- What is expected -
How many lines in the listing below contain the string "chrome"? Case counts. Reply with the number alone.
— START Data supplied —
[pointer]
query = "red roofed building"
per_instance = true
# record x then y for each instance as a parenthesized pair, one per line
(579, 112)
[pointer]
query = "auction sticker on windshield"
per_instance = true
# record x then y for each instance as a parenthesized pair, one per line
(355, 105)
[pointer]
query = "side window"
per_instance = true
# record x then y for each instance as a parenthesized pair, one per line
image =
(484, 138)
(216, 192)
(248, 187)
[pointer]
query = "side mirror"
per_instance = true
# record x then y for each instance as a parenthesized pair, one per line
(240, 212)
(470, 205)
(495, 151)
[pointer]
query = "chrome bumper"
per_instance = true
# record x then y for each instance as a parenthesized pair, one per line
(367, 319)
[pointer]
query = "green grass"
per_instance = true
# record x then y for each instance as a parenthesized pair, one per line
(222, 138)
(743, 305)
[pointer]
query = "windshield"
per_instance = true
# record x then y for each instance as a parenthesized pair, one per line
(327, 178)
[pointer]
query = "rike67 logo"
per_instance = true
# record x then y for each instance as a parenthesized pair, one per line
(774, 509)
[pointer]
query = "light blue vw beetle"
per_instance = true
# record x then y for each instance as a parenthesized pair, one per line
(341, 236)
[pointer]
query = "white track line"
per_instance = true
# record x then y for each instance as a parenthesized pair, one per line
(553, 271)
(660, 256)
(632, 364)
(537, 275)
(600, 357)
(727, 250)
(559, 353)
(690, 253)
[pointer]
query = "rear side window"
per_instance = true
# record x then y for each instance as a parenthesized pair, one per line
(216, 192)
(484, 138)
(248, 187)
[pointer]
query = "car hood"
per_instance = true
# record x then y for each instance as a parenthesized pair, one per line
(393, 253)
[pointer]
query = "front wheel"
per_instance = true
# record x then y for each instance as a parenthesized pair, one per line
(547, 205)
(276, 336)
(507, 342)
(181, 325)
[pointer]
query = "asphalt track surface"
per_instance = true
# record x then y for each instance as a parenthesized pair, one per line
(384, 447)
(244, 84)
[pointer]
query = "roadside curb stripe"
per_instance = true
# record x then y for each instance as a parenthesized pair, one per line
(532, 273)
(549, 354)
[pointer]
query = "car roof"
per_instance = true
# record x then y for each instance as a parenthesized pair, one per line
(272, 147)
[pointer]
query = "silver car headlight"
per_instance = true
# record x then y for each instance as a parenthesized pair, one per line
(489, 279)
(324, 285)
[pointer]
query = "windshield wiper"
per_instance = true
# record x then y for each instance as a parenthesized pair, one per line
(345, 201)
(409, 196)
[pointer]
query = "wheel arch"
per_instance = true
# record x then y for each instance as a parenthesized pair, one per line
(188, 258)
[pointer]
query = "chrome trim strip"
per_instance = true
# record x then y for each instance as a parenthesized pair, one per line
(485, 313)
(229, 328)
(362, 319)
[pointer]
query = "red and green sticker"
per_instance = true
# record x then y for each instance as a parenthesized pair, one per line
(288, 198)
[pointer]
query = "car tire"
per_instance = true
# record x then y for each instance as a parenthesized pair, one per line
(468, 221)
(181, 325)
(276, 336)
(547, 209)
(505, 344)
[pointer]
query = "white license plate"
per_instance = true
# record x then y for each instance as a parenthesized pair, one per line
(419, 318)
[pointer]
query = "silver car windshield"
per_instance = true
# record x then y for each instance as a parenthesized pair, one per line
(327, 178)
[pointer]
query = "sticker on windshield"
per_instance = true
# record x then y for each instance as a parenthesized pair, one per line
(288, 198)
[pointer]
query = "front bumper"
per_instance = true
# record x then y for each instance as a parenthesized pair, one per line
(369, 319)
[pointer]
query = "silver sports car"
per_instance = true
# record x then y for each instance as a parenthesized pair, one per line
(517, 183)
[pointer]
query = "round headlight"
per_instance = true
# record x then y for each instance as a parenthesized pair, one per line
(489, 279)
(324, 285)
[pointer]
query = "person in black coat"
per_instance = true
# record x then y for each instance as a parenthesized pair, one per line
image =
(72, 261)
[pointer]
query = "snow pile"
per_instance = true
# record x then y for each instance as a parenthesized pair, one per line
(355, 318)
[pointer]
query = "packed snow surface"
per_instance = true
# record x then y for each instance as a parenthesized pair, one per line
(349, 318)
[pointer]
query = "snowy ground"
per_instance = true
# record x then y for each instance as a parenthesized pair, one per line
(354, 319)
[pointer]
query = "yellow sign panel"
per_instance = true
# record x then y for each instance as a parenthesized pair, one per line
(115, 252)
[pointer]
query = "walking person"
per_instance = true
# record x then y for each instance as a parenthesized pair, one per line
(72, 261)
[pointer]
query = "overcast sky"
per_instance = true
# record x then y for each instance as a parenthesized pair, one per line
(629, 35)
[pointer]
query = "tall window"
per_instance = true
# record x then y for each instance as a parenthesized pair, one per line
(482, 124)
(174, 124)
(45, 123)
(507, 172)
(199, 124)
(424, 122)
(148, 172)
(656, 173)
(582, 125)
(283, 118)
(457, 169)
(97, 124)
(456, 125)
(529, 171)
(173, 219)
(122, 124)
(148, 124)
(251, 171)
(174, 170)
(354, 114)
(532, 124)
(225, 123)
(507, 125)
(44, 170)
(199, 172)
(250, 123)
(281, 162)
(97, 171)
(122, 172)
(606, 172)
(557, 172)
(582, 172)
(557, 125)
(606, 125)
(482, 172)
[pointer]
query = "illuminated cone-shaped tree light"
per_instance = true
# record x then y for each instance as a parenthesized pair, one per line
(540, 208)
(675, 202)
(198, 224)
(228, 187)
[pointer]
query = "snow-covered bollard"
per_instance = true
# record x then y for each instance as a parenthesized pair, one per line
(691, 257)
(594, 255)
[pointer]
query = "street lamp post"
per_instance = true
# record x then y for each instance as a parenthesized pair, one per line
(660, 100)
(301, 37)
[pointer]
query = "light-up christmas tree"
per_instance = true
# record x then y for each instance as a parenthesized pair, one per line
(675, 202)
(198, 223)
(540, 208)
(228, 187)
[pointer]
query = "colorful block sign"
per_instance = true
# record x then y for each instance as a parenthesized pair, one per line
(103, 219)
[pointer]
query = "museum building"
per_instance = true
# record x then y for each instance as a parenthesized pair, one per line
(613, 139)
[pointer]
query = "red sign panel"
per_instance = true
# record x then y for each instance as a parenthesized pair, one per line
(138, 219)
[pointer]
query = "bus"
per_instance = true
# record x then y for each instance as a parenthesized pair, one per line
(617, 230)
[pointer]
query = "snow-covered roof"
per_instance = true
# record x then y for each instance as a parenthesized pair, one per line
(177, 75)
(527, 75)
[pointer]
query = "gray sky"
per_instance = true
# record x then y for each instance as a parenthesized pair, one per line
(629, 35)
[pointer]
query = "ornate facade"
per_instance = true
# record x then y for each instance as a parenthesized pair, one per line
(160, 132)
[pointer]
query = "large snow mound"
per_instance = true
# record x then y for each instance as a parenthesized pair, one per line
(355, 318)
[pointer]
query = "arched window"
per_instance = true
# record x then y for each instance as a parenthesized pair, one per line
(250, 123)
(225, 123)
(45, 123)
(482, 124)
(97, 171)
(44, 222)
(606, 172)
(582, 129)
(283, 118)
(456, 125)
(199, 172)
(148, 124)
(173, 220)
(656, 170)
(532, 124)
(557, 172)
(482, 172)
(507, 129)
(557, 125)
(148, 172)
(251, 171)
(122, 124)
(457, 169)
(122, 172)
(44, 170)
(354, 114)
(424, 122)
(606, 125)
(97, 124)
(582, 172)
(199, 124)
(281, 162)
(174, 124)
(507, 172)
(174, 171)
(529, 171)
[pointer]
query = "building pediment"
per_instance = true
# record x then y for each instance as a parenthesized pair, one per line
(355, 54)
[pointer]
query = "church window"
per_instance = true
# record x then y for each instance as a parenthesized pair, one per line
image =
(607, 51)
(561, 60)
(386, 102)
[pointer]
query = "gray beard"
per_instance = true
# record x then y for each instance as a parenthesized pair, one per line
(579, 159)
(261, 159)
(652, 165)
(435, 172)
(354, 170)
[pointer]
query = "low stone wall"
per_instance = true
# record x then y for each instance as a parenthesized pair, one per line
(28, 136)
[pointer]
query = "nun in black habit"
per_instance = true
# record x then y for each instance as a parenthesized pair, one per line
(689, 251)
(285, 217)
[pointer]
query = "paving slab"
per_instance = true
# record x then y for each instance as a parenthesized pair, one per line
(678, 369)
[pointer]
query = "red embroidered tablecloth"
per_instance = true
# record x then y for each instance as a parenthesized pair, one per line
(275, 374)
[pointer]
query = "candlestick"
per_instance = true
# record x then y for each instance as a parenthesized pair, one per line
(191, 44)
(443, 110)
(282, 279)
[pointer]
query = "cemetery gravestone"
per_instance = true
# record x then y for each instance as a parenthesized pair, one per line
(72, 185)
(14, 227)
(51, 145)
— END Data supplied —
- The reply -
2